◆ **The problem**
In the records below, locate the line containing "Check that every instance of the white", then output that line and all later lines exactly, through the last one.

◆ **Entries provided**

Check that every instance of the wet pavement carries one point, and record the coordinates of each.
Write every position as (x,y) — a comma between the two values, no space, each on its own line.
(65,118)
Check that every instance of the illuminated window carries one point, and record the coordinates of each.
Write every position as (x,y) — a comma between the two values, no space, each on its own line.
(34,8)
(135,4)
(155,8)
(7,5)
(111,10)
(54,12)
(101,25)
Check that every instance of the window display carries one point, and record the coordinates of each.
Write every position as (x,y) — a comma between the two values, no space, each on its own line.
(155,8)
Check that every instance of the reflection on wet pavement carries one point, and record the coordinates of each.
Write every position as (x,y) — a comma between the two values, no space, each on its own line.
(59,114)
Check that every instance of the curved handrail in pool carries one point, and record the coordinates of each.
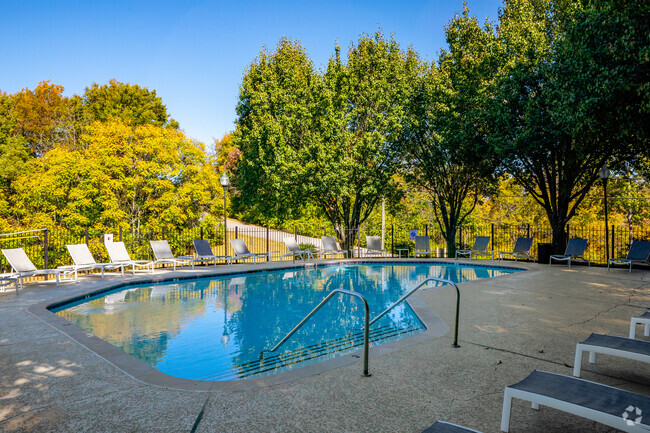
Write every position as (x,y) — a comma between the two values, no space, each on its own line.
(366,326)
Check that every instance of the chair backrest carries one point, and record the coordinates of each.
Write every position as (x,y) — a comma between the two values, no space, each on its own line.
(523,245)
(18,260)
(576,247)
(81,255)
(373,243)
(117,252)
(422,243)
(639,250)
(481,243)
(202,247)
(161,250)
(329,243)
(291,243)
(239,246)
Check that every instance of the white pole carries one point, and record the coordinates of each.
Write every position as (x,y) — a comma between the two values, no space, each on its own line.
(383,223)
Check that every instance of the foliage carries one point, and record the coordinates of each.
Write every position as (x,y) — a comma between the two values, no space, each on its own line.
(41,117)
(135,177)
(331,140)
(446,137)
(131,103)
(540,128)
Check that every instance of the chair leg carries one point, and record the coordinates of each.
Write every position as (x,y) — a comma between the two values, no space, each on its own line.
(505,412)
(577,362)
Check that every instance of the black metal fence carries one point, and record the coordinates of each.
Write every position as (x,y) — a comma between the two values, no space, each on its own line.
(47,248)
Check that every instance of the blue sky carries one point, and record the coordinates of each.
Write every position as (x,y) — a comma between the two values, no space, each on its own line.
(193,53)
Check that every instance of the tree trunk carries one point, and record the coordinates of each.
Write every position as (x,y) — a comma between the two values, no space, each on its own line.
(559,235)
(450,238)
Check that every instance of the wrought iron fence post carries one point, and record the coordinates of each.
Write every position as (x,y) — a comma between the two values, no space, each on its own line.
(613,242)
(45,251)
(492,237)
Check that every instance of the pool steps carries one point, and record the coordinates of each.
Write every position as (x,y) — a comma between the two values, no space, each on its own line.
(271,363)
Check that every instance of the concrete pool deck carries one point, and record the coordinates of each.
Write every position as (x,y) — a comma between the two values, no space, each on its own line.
(509,326)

◆ **Written response**
Check that every instance of the white pole carries one point, and record the coordinates of each.
Write every position as (x,y) — a comma between the two values, no space, each on its own line.
(383,223)
Check that every instance of the foliage carries one point, and record the coordinates of each.
Write every position as (x,y) — a comma between the two values, no space, each on its own line.
(41,117)
(135,177)
(331,140)
(446,137)
(131,103)
(540,128)
Check that every instance of the chair leg carries one point, and record the coordinates of each.
Write every position as (x,y) — a comma between the two values, no space, each on its own line.
(505,412)
(577,362)
Check that every instance of the black metal fence carries one point, and record the coordinates of each.
Write every position as (x,y) — a comma between the two values, no space, each on its own line.
(47,248)
Check that every instance of the blue sky carries one point, and record the coordinates of each.
Write every position as (x,y) — a comma between the two values, no space, each on its own line.
(193,53)
Check that every instance of the tree trunk carries one point, and record the coordinates of each.
Write every position as (x,y) — a comma between the two values, no space, each on its own line.
(559,235)
(450,238)
Check that every instance of the wrought iron fence post carries one point, and record the coordinates of each.
Write every position as (x,y) — a comma between the two values, no space, each on its own line.
(613,242)
(45,251)
(492,237)
Check that every instance of the pool steps carries one point, and record the coordinates of each.
Write every position as (x,y) — a comma between the two values, no space, each on its own line.
(271,363)
Check that every instance of the concrete pool deck carries one point, and record the coordinates of each.
Write every position as (x,y) — a comma between the two values, no space, each on its own line.
(509,326)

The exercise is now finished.